# [Goal]
Identify each line below that contains the string "query" and copy every such line. Treat the match as case-sensitive.

# [Data excerpts]
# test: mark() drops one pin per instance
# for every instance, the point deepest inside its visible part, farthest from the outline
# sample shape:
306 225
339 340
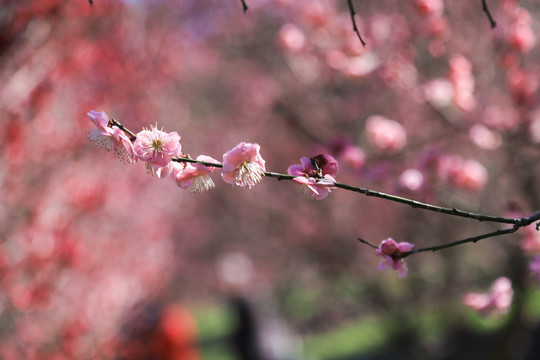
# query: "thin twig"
355 28
490 18
244 6
367 243
473 239
429 207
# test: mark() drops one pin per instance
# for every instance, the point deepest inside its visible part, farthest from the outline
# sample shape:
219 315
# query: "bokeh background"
99 259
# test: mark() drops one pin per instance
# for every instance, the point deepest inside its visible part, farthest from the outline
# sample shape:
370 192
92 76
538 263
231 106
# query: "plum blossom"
385 134
194 176
243 165
157 147
110 138
535 266
315 176
391 252
496 301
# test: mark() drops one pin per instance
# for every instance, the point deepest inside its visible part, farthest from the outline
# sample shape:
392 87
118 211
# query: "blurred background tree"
438 107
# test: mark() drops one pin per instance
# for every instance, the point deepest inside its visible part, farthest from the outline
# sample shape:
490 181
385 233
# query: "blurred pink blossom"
485 138
391 252
461 77
157 147
429 7
385 134
194 175
468 174
531 241
110 138
439 92
243 165
496 301
534 266
411 180
291 37
519 35
316 176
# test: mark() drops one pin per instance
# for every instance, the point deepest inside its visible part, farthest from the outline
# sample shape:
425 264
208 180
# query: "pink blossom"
496 301
463 81
315 176
156 147
429 7
194 175
385 134
484 138
243 165
411 180
535 266
521 37
468 174
110 138
291 37
391 252
531 242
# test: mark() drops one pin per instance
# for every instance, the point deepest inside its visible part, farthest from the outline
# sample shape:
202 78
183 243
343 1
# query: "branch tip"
355 28
492 22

# [Output for this exercise]
# query: "thin twig"
# query: "bokeh background"
# query: "plum blossom"
# query: "blurred background tree"
# query: "blurred pink blossom"
# query: "pink blossom"
# query: "branch tip"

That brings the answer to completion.